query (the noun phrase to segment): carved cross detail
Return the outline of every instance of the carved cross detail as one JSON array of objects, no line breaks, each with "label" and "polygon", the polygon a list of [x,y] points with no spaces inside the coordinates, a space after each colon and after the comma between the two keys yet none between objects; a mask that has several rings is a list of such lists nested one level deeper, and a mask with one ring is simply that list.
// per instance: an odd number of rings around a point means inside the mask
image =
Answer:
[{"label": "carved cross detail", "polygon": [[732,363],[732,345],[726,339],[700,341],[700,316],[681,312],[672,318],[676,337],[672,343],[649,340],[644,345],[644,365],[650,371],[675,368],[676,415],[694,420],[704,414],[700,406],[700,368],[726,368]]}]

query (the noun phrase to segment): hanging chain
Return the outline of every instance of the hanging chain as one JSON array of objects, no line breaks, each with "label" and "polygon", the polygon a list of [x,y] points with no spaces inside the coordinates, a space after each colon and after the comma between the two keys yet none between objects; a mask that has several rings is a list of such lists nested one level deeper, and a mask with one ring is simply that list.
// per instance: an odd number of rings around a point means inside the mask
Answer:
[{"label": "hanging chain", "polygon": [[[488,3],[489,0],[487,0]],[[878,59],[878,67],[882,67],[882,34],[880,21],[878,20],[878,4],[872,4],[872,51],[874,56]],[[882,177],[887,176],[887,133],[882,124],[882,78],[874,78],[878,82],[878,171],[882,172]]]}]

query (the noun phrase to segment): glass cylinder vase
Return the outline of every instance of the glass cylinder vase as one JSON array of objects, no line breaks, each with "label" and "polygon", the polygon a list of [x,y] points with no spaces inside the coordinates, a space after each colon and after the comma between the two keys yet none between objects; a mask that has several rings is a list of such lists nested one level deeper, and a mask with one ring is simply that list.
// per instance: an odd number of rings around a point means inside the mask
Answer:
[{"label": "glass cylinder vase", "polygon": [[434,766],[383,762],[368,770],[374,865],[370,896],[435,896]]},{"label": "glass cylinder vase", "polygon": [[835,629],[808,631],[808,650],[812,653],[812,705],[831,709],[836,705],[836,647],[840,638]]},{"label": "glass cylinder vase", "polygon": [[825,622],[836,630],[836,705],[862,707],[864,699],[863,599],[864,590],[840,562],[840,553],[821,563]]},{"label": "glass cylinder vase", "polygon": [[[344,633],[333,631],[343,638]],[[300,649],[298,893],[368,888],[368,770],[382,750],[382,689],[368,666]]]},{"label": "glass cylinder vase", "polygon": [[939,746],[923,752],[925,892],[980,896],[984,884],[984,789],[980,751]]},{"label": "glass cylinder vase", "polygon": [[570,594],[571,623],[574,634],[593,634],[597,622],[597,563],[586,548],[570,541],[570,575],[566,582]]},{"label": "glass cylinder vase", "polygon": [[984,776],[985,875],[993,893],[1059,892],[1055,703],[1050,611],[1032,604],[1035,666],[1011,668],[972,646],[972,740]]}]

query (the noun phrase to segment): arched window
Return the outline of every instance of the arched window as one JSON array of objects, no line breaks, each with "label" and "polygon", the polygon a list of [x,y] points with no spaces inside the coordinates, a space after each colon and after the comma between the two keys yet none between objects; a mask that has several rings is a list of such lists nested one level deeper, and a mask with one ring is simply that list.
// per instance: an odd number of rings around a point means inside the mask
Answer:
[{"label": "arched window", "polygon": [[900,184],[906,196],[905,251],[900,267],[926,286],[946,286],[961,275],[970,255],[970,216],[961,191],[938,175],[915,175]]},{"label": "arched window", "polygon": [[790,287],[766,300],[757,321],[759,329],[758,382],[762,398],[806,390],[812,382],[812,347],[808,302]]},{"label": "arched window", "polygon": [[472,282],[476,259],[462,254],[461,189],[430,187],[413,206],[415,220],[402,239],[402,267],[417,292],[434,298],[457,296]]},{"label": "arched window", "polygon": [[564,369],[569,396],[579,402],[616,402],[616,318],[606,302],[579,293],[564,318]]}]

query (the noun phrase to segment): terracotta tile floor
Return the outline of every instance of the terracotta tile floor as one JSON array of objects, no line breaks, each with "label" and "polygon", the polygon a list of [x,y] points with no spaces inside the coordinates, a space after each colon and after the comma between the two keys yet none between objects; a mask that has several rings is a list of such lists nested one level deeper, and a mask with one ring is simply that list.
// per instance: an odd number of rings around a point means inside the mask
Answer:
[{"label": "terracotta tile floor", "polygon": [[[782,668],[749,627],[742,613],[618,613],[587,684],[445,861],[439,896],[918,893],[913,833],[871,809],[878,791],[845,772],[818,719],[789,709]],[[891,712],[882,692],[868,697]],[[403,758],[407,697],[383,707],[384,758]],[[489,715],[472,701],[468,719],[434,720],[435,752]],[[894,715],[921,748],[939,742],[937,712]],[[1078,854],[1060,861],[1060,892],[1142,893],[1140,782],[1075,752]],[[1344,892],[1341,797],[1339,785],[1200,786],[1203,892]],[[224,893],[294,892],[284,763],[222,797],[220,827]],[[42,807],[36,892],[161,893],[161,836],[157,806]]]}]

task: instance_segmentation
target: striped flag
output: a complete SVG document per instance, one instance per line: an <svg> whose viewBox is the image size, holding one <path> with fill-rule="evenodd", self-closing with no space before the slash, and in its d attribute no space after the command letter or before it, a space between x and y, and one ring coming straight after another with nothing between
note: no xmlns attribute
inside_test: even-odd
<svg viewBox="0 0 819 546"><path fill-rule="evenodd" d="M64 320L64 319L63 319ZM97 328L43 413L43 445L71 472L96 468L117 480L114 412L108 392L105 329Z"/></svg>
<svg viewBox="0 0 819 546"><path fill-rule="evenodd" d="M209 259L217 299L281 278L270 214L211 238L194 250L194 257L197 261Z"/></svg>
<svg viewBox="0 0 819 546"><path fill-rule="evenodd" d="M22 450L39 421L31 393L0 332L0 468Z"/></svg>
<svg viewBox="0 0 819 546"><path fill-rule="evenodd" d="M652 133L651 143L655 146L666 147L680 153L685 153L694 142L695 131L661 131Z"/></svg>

[Your instructions]
Reproduce all of the data above verbatim, with every character and line unchanged.

[Solution to this exercise]
query (the noun phrase to segment): carved cross detail
Return the outline of every instance of the carved cross detail as one JSON array of objects, no line breaks, each with "label" and "polygon", the polygon a list of [x,y] points with no spaces inside the coordinates, a space after each colon and after the comma between the two keys yet none between objects; a mask that has several rings is a list of such lists nested one level deeper, and a mask with one ring is simply that list.
// per instance: an odd number of rings around a point means inside the mask
image =
Answer:
[{"label": "carved cross detail", "polygon": [[732,363],[732,345],[726,339],[700,341],[700,316],[681,312],[672,318],[676,337],[672,343],[649,340],[644,345],[644,365],[650,371],[675,368],[676,415],[694,420],[704,414],[700,406],[700,368],[726,368]]}]

query (the noun phrase to segment): hanging chain
Return the outline of every instance of the hanging chain as one JSON array of objects, no line breaks, each with "label" and "polygon", the polygon a list of [x,y] points with no spaces inside the coordinates, a space after each colon and after the comma between the two keys yet none between objects; a mask that has several rings is a list of such lists nested one level deeper, and a mask with one ring is simply that list.
// per instance: an odd number of rings around a point means inside the mask
Answer:
[{"label": "hanging chain", "polygon": [[[488,3],[489,0],[487,0]],[[878,59],[878,67],[882,67],[882,34],[880,21],[878,20],[878,4],[872,4],[872,51],[874,56]],[[882,177],[887,176],[887,133],[882,124],[882,78],[874,78],[878,82],[878,171],[882,172]]]}]

query (the noun phrase to segment): glass cylinder vase
Return the outline of every instance of the glass cylinder vase as one JSON array of objects, no line breaks, each with "label" and "polygon", the polygon a list of [x,y] points with no spaces inside the coordinates, a space after each colon and after the comma between the two keys yet none between objects; a mask that has several rings is a list of such lists nested one level deeper, and a mask with one ring is simply that list.
// per instance: an odd number of rings around a point means inside the mask
Answer:
[{"label": "glass cylinder vase", "polygon": [[434,766],[383,762],[368,770],[374,865],[370,896],[435,896]]},{"label": "glass cylinder vase", "polygon": [[835,629],[808,631],[808,650],[812,653],[812,705],[831,709],[836,705],[836,647],[840,638]]},{"label": "glass cylinder vase", "polygon": [[825,622],[836,630],[836,705],[862,707],[864,699],[863,599],[864,590],[840,562],[840,553],[821,563]]},{"label": "glass cylinder vase", "polygon": [[[344,633],[333,631],[343,638]],[[300,649],[298,893],[368,888],[368,770],[382,750],[382,689],[368,666]]]},{"label": "glass cylinder vase", "polygon": [[939,746],[923,752],[925,892],[980,896],[984,884],[984,789],[980,751]]},{"label": "glass cylinder vase", "polygon": [[570,594],[571,623],[574,634],[593,634],[597,622],[597,563],[586,548],[570,541],[570,575],[566,582]]},{"label": "glass cylinder vase", "polygon": [[984,776],[985,875],[993,893],[1059,892],[1055,703],[1050,611],[1032,604],[1035,666],[1011,668],[972,646],[972,740]]}]

query (the noun phrase to segment): arched window
Return the outline of every instance of the arched window as one JSON array of objects, no line breaks, each with "label" and "polygon", the polygon a list of [x,y] points with no spaces inside the coordinates, a space after each colon and after the comma between the two keys yet none between objects; a mask that has several rings is a list of such lists nested one level deeper, and a mask with one ring is simply that list.
// per instance: an odd number of rings around a point means inside the mask
Answer:
[{"label": "arched window", "polygon": [[900,184],[906,196],[905,251],[900,267],[926,286],[946,286],[961,275],[970,255],[970,216],[961,191],[938,175],[915,175]]},{"label": "arched window", "polygon": [[790,287],[766,300],[757,321],[759,329],[758,382],[762,398],[806,390],[812,382],[812,347],[808,302]]},{"label": "arched window", "polygon": [[472,282],[476,259],[462,254],[461,189],[430,187],[413,206],[415,220],[402,239],[402,267],[417,292],[434,298],[457,296]]},{"label": "arched window", "polygon": [[564,369],[569,396],[579,402],[616,402],[616,318],[606,302],[579,293],[564,318]]}]

query (the noun phrase to segment): terracotta tile floor
Return the outline of every instance of the terracotta tile floor as one JSON array of objects, no line breaks, each with "label" and "polygon", the polygon a list of [x,y] points with no spaces inside the coordinates, a space after each colon and after the comma between the two keys yet none between objects; a mask that has several rings is a list of such lists nested one level deeper, and a mask with one ring is simply that list.
// per instance: an odd number of rings around a point means inside the mask
Answer:
[{"label": "terracotta tile floor", "polygon": [[[782,668],[749,627],[742,613],[618,613],[587,684],[445,861],[439,896],[918,893],[913,833],[871,809],[878,791],[845,772],[818,719],[789,709]],[[891,712],[882,692],[868,697]],[[403,758],[407,697],[383,707],[384,758]],[[489,715],[472,701],[468,719],[434,720],[435,752]],[[894,715],[921,748],[939,742],[937,712]],[[1078,854],[1060,861],[1060,892],[1142,893],[1140,782],[1075,752]],[[1344,892],[1341,797],[1339,785],[1200,786],[1203,892]],[[224,893],[294,892],[284,763],[222,797],[220,827]],[[42,807],[36,892],[161,893],[161,836],[157,806]]]}]

task: instance_segmentation
target: striped flag
output: a complete SVG document per instance, one instance per line: an <svg> whose viewBox is the image size, holding one <path> with fill-rule="evenodd", self-closing with no space before the slash, and in its d attribute no space after the command letter or before it, a space between x and y, and one ring coming straight after another with nothing between
note: no xmlns attribute
inside_test: even-odd
<svg viewBox="0 0 819 546"><path fill-rule="evenodd" d="M64 320L64 319L63 319ZM97 328L43 413L43 445L71 472L96 468L117 480L114 412L108 392L105 329Z"/></svg>
<svg viewBox="0 0 819 546"><path fill-rule="evenodd" d="M209 259L217 299L281 278L270 214L211 238L194 250L194 257L197 261Z"/></svg>
<svg viewBox="0 0 819 546"><path fill-rule="evenodd" d="M22 450L39 421L31 393L0 332L0 468Z"/></svg>
<svg viewBox="0 0 819 546"><path fill-rule="evenodd" d="M652 133L651 143L655 146L666 147L680 153L685 153L694 142L695 131L661 131Z"/></svg>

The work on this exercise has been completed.